**Предоставленный отрывок**
↓↓↓
К.Мартынов: Сейчас да, по всем соцопросам побеждает такой ответ: «Ничего не изменить»
К. Мартынов
―
Всё сложнее. Даже на этом примере всё сложнее, потому что тогда протестовала Москва, и пропаганда, по крайней мере, из регионов делала людей абсолютно лояльными и утверждала, что все остальные регионы считают, что москвичи просто бесятся с жиру. Тогда это была такая важная тема для этой дискуссии. Странно об этом говорить, но у нас совсем недавно был Хабаровск, которого никто не ожидал, и которого по-хорошему никто так и не объяснил, что это было.
Л. Аникина
―
И который не привел ни к каким результатам.
↑↑↑
Перепишите из отрывка дословно всё от слов «К.Мартынов: Сейчас да, по» вниз до слов «что это было.» включительно. Используйте только сведения из отрывка.

**Предоставленная информация**
↓↓↓
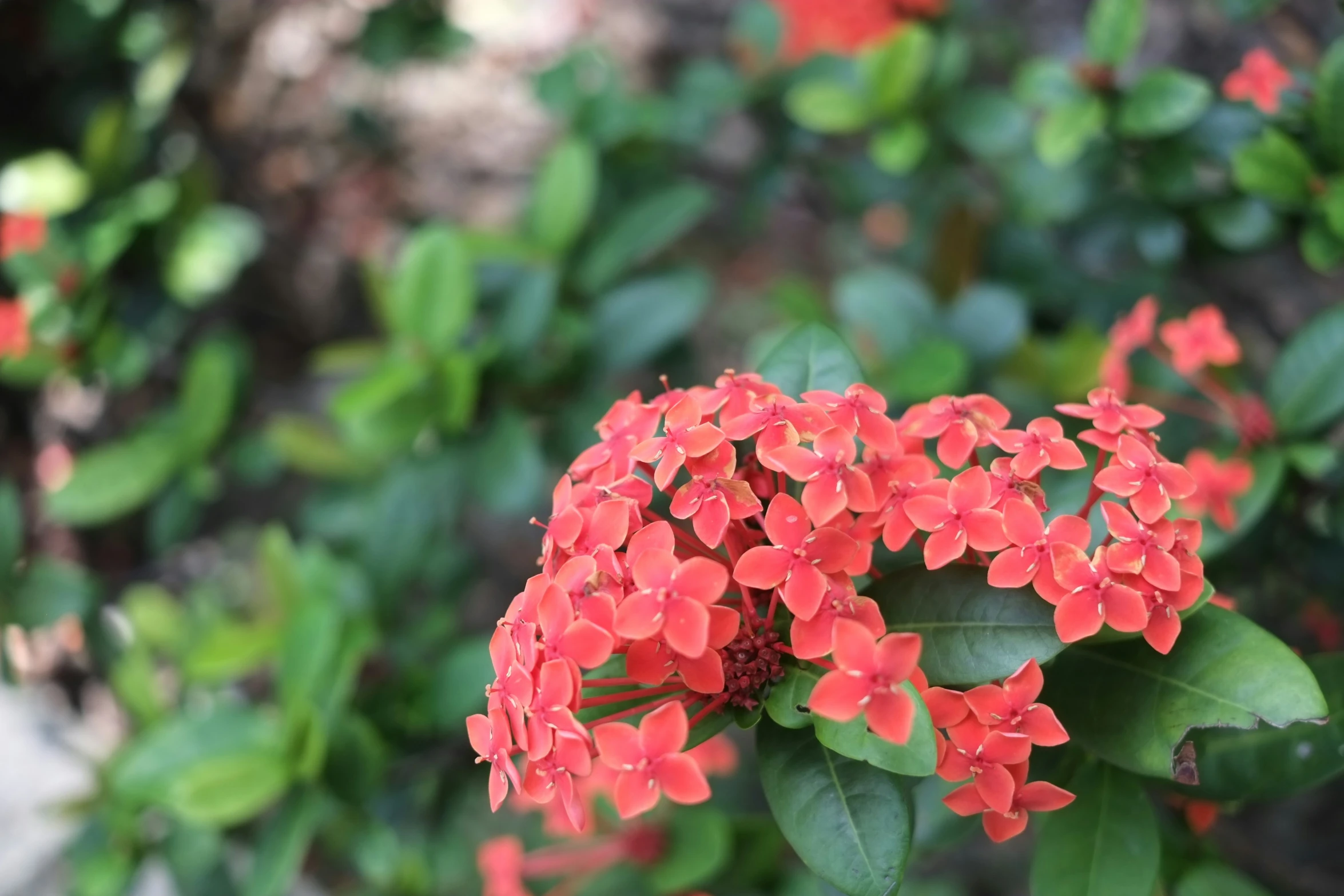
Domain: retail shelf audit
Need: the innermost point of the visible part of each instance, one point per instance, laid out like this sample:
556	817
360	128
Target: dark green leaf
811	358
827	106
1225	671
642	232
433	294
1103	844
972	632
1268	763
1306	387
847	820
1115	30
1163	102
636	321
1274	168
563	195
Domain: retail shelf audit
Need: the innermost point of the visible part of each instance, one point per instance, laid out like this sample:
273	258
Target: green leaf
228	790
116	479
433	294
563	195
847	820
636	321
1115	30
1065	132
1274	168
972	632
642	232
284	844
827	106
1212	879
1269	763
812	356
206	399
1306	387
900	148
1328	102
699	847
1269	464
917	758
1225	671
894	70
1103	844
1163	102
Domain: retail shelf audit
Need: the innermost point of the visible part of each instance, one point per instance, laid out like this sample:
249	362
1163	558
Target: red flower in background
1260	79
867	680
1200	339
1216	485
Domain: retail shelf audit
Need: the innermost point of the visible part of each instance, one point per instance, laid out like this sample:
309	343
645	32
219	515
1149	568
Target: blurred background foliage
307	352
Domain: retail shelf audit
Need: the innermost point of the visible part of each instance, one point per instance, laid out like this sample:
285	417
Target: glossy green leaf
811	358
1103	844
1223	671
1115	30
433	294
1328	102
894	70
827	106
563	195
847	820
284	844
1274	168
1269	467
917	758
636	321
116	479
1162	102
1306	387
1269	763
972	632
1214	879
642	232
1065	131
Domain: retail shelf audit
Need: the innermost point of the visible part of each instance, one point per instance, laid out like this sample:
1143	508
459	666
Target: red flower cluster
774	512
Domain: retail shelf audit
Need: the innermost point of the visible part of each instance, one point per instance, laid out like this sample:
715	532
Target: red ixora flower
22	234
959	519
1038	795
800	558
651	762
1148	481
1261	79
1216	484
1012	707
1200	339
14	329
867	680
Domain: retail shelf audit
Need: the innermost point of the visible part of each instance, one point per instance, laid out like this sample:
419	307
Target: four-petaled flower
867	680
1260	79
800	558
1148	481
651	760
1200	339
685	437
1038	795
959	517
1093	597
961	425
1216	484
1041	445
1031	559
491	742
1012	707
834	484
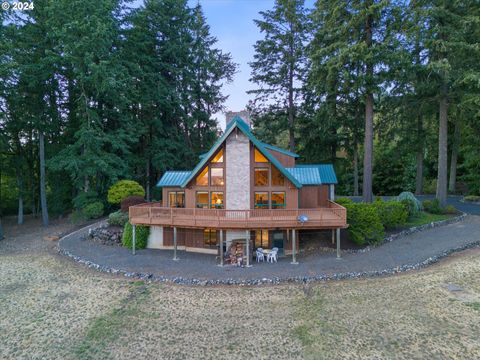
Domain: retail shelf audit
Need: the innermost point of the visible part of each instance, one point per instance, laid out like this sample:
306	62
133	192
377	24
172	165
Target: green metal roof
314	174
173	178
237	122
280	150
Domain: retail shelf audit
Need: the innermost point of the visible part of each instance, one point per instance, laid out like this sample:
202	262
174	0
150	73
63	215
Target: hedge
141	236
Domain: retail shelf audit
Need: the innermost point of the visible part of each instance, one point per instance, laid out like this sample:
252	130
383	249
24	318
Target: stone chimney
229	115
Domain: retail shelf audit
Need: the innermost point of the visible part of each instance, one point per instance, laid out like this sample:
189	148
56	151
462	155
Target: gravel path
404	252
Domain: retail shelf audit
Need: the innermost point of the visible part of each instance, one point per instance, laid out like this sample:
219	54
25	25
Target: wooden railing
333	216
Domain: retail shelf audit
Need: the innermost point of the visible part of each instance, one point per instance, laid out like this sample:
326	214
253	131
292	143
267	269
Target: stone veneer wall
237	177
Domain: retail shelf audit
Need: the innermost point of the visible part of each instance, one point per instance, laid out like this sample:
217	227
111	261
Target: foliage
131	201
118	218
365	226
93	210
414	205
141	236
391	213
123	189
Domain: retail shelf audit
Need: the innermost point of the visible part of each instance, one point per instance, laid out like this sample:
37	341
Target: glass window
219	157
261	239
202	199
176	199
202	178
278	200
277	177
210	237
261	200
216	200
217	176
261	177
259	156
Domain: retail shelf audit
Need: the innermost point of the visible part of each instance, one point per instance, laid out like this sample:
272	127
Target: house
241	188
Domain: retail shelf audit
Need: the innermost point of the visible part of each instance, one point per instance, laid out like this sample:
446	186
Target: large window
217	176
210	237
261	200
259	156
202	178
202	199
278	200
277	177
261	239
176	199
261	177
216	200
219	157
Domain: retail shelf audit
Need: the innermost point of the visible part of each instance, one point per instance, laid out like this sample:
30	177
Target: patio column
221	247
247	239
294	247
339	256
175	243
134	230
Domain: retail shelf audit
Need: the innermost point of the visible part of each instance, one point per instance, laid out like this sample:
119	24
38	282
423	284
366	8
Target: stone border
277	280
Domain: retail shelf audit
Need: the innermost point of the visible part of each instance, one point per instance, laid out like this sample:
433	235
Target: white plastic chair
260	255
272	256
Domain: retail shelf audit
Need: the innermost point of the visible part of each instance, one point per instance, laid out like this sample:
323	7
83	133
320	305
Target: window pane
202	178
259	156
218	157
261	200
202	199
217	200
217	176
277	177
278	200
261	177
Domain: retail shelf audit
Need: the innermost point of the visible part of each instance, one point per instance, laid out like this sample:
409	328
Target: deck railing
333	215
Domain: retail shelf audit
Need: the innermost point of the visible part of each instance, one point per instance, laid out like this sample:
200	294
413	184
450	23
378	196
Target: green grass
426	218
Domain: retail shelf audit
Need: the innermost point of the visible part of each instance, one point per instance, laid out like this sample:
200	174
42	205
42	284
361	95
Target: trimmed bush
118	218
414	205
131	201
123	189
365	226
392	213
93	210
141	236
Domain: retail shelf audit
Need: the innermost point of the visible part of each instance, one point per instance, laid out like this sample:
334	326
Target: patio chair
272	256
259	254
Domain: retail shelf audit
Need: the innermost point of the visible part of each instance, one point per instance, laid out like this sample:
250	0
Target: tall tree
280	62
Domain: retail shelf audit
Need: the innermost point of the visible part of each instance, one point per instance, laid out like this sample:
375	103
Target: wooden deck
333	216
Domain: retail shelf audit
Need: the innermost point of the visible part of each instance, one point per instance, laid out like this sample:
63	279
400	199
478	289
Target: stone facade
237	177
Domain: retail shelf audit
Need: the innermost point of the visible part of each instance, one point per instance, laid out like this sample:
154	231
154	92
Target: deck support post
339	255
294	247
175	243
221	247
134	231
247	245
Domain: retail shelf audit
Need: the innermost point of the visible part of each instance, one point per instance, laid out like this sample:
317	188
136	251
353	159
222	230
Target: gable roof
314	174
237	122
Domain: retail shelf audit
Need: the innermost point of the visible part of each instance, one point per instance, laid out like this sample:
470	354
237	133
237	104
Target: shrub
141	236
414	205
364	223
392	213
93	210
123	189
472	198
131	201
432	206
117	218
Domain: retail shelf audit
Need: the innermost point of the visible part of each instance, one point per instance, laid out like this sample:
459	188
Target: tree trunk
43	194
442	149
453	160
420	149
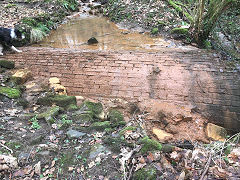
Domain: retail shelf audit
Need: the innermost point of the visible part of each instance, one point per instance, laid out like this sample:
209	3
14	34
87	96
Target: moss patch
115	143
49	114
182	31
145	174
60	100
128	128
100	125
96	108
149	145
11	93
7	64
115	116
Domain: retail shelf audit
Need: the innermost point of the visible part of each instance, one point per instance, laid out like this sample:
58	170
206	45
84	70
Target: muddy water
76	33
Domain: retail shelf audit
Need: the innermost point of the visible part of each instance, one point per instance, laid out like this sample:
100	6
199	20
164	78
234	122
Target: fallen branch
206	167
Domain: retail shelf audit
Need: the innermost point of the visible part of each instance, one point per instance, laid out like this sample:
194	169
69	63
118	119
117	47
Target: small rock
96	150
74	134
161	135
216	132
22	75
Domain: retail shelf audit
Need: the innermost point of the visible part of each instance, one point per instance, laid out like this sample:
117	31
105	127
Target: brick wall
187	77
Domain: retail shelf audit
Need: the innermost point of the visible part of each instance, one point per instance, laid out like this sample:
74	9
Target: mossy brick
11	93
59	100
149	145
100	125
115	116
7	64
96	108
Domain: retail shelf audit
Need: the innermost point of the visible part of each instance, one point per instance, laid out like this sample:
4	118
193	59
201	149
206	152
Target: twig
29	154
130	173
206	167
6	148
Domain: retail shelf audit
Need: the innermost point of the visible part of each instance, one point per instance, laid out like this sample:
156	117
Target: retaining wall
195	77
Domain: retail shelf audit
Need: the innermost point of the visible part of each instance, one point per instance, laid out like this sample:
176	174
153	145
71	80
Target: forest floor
↑↑↑
**В ответ**
К.Мартынов: Сейчас да, по всем соцопросам побеждает такой ответ: «Ничего не изменить»
К. Мартынов
―
Всё сложнее. Даже на этом примере всё сложнее, потому что тогда протестовала Москва, и пропаганда, по крайней мере, из регионов делала людей абсолютно лояльными и утверждала, что все остальные регионы считают, что москвичи просто бесятся с жиру. Тогда это была такая важная тема для этой дискуссии. Странно об этом говорить, но у нас совсем недавно был Хабаровск, которого никто не ожидал, и которого по-хорошему никто так и не объяснил, что это было.